Vocalists are capable of producing a variety of extended technique sounds. These alternative singing techniques have been used extensively in the 20th century, especially in art song and opera. Particularly famous examples of extended vocal technique can be found in the music of Luciano Berio, John Cage, George Crumb, Peter Maxwell Davies, Hans Werner Henze, György Ligeti, Demetrio Stratos, Meredith Monk, Giacinto Scelsi, Arnold Schoenberg, Salvatore Sciarrino, Karlheinz Stockhausen, Tim Foust, Avi Kaplan, and Trevor Wishart.

Timbral techniques

Phrasing

Spoken
Spoken text is frequently employed. The Italian term "parlando" has a similar meaning.

Rapping

Sprechgesang

Sprechgesang is a combination singing and speaking. It is usually heavily associated with Arnold Schoenberg (particularly his Pierrot Lunaire which uses sprechgesang for its entire duration) and the Second Viennese School. Schoenberg notated sprechgesang by placing a small cross through the stem of a note which indicates approximate pitch. In more modern music “sprechgesang” is frequently simply written over a passage of music.

Listing:

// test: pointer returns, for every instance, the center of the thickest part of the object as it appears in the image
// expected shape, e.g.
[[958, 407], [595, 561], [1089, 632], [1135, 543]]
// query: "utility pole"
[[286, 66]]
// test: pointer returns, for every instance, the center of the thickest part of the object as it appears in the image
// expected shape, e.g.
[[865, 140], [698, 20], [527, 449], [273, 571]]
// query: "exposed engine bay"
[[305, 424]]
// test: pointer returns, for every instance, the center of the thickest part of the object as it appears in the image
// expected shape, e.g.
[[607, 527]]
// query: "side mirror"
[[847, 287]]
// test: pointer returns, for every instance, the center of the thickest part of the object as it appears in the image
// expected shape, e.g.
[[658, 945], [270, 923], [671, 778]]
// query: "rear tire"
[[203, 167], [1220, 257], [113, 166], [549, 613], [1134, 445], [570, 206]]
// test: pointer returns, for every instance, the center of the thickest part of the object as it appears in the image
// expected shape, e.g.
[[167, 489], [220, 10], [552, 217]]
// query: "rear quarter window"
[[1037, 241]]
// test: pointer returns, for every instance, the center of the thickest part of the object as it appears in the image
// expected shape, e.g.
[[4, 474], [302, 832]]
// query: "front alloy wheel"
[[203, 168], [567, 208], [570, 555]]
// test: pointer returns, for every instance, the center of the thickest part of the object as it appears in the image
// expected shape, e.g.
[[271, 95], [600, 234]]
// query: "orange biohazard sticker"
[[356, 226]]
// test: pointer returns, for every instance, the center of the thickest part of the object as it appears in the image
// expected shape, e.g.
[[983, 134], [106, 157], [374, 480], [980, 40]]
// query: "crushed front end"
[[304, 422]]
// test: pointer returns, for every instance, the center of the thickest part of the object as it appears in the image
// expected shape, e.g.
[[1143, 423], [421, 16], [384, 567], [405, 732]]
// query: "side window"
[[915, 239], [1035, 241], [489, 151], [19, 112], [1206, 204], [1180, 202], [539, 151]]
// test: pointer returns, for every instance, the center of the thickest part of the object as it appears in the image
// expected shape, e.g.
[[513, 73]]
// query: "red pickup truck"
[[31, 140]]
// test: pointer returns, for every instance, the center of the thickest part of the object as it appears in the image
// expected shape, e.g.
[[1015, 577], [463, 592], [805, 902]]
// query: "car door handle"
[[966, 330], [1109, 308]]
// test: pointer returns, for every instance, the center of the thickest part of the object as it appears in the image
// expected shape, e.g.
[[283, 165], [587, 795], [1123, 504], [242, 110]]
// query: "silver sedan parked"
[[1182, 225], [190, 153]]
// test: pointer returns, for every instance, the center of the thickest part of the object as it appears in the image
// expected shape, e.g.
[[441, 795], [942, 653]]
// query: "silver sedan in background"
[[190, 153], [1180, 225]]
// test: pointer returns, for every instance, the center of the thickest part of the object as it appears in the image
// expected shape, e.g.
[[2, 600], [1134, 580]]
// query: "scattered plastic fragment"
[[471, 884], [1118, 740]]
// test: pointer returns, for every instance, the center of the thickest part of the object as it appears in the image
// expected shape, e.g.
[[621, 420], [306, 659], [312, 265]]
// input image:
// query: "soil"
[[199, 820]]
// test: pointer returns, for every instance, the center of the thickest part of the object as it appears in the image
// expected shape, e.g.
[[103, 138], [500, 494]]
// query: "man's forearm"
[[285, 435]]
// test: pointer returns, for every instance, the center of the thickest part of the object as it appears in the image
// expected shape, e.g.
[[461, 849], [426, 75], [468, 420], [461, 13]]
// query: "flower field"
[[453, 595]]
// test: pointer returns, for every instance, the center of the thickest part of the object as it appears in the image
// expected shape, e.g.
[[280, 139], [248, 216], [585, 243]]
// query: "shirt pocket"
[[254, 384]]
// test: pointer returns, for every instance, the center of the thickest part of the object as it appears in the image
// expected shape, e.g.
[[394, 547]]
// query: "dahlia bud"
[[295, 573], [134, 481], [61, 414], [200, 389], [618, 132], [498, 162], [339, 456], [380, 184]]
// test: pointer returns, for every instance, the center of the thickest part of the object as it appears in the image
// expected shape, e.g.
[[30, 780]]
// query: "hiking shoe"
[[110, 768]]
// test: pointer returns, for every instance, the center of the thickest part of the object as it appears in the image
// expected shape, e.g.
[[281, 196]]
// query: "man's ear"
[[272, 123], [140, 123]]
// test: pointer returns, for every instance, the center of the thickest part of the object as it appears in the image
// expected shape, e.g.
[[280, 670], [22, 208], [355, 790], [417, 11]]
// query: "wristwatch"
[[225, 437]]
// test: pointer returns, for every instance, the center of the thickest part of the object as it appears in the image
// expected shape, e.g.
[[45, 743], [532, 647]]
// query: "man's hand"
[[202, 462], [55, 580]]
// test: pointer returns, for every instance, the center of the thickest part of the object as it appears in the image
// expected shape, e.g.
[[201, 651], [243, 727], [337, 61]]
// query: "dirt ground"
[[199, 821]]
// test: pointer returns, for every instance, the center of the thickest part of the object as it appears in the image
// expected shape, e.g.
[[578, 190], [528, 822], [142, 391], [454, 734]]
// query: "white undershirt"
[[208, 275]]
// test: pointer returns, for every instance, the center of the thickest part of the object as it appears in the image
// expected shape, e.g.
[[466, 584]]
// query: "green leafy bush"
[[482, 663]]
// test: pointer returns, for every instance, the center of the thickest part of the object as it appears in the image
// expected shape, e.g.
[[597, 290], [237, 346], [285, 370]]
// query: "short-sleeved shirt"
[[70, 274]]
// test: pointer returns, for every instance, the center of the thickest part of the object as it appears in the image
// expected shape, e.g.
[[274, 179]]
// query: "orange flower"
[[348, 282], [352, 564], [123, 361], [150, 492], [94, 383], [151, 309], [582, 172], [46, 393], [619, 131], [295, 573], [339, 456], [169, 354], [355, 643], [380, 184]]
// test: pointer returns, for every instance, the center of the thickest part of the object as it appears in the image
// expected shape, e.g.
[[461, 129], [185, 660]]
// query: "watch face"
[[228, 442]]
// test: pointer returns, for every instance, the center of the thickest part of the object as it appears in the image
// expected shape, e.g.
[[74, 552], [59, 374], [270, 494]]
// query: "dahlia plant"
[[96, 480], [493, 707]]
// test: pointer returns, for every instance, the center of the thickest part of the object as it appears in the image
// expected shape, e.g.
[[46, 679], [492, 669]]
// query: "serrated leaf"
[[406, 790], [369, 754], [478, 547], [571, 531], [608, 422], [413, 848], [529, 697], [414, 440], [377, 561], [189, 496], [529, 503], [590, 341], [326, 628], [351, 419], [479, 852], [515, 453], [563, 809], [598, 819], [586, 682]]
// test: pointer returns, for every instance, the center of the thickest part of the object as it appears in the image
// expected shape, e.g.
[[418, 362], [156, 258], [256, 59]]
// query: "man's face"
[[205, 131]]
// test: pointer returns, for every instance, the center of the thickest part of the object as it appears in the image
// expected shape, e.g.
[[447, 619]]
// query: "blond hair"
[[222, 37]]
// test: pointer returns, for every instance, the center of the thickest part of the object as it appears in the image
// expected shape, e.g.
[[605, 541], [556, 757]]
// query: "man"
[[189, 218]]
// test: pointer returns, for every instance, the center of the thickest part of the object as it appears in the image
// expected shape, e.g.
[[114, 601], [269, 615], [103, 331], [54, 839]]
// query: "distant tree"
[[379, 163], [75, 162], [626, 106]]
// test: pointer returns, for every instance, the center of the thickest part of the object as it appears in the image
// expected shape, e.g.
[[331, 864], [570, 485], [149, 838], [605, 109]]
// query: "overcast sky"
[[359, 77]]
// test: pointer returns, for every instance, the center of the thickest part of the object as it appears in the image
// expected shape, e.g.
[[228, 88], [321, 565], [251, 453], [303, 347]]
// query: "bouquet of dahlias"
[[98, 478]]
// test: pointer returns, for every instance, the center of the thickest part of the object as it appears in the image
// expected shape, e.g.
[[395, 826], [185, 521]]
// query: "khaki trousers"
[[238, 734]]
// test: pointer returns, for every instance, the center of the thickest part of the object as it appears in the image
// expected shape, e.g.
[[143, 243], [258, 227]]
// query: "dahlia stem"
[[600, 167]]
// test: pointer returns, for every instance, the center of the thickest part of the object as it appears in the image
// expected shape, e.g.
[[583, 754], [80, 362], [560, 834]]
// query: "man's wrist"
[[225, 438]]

Written request 1: Revise the passage on extended vocal technique from "Sprechgesang is a" to "passage of music.", replacing "cross" with "slash".
Written request 2: List every heading in the passage on extended vocal technique, in the order they occur.
Written request 3: Write the next part of the passage on extended vocal technique, starting after its final sentence.

Output 1:
Sprechgesang is a combination singing and speaking. It is usually heavily associated with Arnold Schoenberg (particularly his Pierrot Lunaire which uses sprechgesang for its entire duration) and the Second Viennese School. Schoenberg notated sprechgesang by placing a small slash through the stem of a note which indicates approximate pitch. In more modern music “sprechgesang” is frequently simply written over a passage of music.

Output 2:
Timbral techniques
Phrasing
Spoken
Rapping
Sprechgesang

Output 3:
Inhaling
Singing is produced while a singer is inhaling. This technique combined with exhaling and other techniques can produce a continuous stream of voice that is widely used in extreme metal styles like death metal, it is also employed in other styles to create a strained or even humorous effect.

Pitch

Falsetto

A vocal technique allowing the singer to sing notes higher than their modal vocal range.

Glottal sounds

A "frying"-type sound may be produced by means of the glottis. This technique has been frequently used by Meredith Monk.

Yodelling
 
Yodelling is performed by rapidly alternating between a singer's chest and head voice.

Ululation

A long, wavering, high-pitched vocal sound resembling a howl with a trilling quality. It is produced by emitting a high-pitched loud voice accompanied with a rapid back-and-forth movement of the tongue and the uvula. Ululation is practiced in certain styles of singing, as well as in communal ritual events, used to express strong emotion.

Reverberation

Vocal tremolo
A vocal tremolo is performed by rapidly pulsing the air expelled from the singer's lungs while singing a pitch. These pulses usually occur from 4–8 times per second.

Vocal trill
A vocal trill is performed by adding singing vibrato while performing a vocal tremolo.

Rekuhkara

Harmonics

Overtones

By manipulating the vocal cavity, overtones may be produced. Although used in the traditional music of Mongolia, Tuva, and Tibet, overtones have also been used in the contemporary compositions of Karlheinz Stockhausen (Stimmung), as well as in the work of David Hykes.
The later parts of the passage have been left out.